→ **Entries in a dataset**
# # #
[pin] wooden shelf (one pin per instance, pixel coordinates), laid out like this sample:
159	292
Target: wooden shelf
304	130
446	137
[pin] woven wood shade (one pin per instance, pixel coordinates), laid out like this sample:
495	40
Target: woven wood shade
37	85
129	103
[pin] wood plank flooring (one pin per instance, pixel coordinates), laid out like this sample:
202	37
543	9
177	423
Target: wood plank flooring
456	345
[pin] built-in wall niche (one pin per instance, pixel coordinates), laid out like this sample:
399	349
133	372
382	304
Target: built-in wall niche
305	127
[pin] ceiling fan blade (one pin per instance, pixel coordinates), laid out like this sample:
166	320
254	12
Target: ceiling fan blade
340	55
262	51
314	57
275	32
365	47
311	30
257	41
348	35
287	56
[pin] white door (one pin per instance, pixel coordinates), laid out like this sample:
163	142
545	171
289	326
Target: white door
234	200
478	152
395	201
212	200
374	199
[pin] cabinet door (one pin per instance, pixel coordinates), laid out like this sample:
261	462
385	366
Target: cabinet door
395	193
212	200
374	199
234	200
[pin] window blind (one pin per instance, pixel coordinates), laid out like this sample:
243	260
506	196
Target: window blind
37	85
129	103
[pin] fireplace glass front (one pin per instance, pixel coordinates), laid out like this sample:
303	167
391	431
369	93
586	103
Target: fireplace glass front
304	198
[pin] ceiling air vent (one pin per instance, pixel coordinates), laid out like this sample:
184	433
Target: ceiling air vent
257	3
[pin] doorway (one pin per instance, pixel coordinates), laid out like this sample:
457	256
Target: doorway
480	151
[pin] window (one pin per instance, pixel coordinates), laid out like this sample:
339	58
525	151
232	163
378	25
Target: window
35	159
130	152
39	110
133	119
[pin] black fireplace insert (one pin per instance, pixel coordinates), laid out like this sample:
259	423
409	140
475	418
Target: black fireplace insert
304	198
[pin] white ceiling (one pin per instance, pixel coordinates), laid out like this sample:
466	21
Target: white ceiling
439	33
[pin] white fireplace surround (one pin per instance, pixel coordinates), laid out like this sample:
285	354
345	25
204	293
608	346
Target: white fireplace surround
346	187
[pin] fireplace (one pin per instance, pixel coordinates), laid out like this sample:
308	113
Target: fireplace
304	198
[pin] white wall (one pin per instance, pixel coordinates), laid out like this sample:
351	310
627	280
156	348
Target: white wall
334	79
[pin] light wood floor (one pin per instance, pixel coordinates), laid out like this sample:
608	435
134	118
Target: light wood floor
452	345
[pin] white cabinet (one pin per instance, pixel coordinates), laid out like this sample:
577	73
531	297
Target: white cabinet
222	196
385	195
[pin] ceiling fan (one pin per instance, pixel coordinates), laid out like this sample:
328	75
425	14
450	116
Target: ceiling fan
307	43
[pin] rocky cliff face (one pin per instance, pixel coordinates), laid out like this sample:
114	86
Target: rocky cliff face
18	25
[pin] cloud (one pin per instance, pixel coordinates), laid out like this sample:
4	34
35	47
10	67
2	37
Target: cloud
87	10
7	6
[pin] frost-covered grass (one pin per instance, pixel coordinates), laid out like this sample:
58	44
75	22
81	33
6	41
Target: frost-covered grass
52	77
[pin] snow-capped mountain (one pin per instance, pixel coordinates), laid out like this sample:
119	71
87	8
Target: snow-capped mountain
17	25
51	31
# # #
→ **Problem**
Reproduce every line from the one that contains "[pin] cloud (one" through the end of the entries, requests included. Raise each pin coordinate in the answers by 49, and leave the sample coordinates in the requests unchanged.

→ **Solution to this exercise**
[pin] cloud (one pin per instance, pixel coordinates), laid out like this sample:
4	34
35	47
10	67
2	37
Target: cloud
136	59
56	55
[pin] frost-covered grass (one pin per instance, pixel coordinates), laid out like this sample:
58	44
75	22
81	33
6	41
Target: frost-covered grass
101	126
[pin] snow-capped mountain (one pin per instance, pixel coordinates), laid out like this sample:
119	71
87	8
Target: snow-capped mountain
66	74
100	80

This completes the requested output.